***** TEXTO DE LECTURA

La guerra santa en la cristiandad y el islam del medievo
REFLEXIONES SOBRE LA YIHAD Y LAS CRUZADAS
Manuel Alejandro Rodríguez de la Peña Universidad San Pablo-CEU (Madrid) Revista ESTAR, septiembre 2005
Resulta habitual leer o escuchar en los medios de comunicación comparaciones pueriles o malintencionadas entre las Cruzadas y la guerra santa islámica asimilándolas.
El objetivo fundamental de la yihad (guerra santa), tal y como la predican las suras del Corán, era y es extender el Dar al-Islam (la Casa del Islam), esto es ampliar el territorio bajo la hegemonía de la Umma (la comunidad de fieles musulmanes: una suerte de Estado teocrático). Todo lo que no se incluye bajo el Dar al-Islam se considera Dar al-Harb (Casa de la guerra), esto es, territorio a conquistar. En otras palabras, la yihad es expansionista per se, busca conquistar a los no musulmanes e imponerles el régimen musulmán aunque no se fuerce su conversión al Islam.
En realidad, a quienes son conquistados se les dan dos opciones: para los que no pertenecían a los llamados Pueblos del Libro (Ahl al Kitab) -en otras palabras, los que no eran cristianos o judíos- la única opción es convertirse al Islam o morir. Lo mismo podría ser válido para lo apostatas del Islam o los paganos (el mundo de la Yahiliya, literalmente la ignorancia). Para los pertenecientes a los Pueblos del Libro, se ofrecía la libertad de culto privado pero ligada al sometimiento al régimen de la Sharia islámica en la vida pública.

**********

--- INSTRUCCIONES ---
1 – Responde según el texto sobre la yihad y las Cruzadas:
(a) ¿Cómo se llama todo lo que no se incluye bajo el Dar al-Islam?
(b) ¿Qué opción tienen los conquistados que no pertenecían a los Pueblos del Libro?
(c) ¿Qué se ofrecía a los pertenecientes a los Pueblos del Libro?
2 – Prosigue el texto sobre la yihad y las Cruzadas a partir de su última oración.

***** LISTADO DE DATOS

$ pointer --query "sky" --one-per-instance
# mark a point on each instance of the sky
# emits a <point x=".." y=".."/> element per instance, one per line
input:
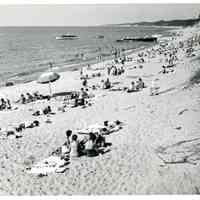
<point x="93" y="14"/>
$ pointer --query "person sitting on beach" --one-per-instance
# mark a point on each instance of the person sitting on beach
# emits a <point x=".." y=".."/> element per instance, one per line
<point x="154" y="88"/>
<point x="8" y="104"/>
<point x="74" y="147"/>
<point x="30" y="98"/>
<point x="47" y="110"/>
<point x="107" y="84"/>
<point x="140" y="84"/>
<point x="66" y="146"/>
<point x="85" y="83"/>
<point x="112" y="126"/>
<point x="22" y="99"/>
<point x="81" y="98"/>
<point x="163" y="71"/>
<point x="132" y="87"/>
<point x="90" y="146"/>
<point x="2" y="104"/>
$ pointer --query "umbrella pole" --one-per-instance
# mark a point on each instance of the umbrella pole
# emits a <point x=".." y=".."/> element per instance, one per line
<point x="50" y="88"/>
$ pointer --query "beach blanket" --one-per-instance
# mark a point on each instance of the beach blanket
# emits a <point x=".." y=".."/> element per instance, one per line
<point x="186" y="151"/>
<point x="96" y="128"/>
<point x="52" y="164"/>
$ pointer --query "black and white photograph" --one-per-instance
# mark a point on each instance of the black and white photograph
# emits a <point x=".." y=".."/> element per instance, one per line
<point x="99" y="99"/>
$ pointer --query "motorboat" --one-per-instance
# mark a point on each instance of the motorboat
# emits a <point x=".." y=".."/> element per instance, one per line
<point x="67" y="37"/>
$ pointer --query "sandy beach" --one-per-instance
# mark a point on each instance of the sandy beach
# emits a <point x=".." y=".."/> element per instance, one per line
<point x="132" y="164"/>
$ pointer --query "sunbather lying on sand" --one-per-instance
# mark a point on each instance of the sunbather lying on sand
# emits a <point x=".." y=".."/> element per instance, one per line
<point x="5" y="104"/>
<point x="107" y="128"/>
<point x="16" y="130"/>
<point x="154" y="89"/>
<point x="31" y="98"/>
<point x="45" y="111"/>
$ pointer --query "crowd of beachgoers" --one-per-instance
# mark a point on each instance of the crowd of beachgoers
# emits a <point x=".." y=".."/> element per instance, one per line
<point x="91" y="140"/>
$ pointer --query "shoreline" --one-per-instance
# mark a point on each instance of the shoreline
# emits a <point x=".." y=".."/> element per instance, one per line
<point x="75" y="65"/>
<point x="131" y="164"/>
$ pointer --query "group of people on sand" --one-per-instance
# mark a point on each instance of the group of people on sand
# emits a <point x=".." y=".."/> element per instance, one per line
<point x="28" y="97"/>
<point x="115" y="70"/>
<point x="91" y="144"/>
<point x="80" y="98"/>
<point x="5" y="104"/>
<point x="134" y="87"/>
<point x="46" y="111"/>
<point x="75" y="147"/>
<point x="16" y="130"/>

**********

--- RESPUESTAS ---
1 –
(a) Dar al-Harb (Casa de la guerra), es decir, territorio a conquistar.
(b) Convertirse al Islam o morir.
(c) La libertad de culto privado, ligada al sometimiento al régimen de la Sharia islámica en la vida pública.

2 –
Cabe señalar a este respecto que la conversión al Islam de los pueblos norteafricanos, de los persas, los hispanogodos y los indostánicos se produjo solo tras la conquista militar y en un contexto de dominación política que favorecía social y fiscalmente a los conversos. Únicamente en el África negra se han producido conversiones masivas al Islam en un ambiente de libertad religiosa. Por consiguiente, la expansión de la fe islámica a lo largo de la historia ha estado directamente ligada al éxito militar de la yihad.
No olvidemos que, por el contrario, la expansión del Cristianismo tan solo ha estado ligada históricamente a la fuerza de las armas (y aún en este caso cabría matices) en el caso del descubrimiento y conquista de América, siendo su triunfo espectacular en el mundo grecorromano y del norte de Europa fruto exclusivamente del esfuerzo de evangelizadores cuyo único armamento era la Verdad. Egipto, Siria o Túnez abrazaron el cristianismo en libertad. Lo abandonaron por la fuerza de las armas. Esto es algo que nunca debemos olvidar.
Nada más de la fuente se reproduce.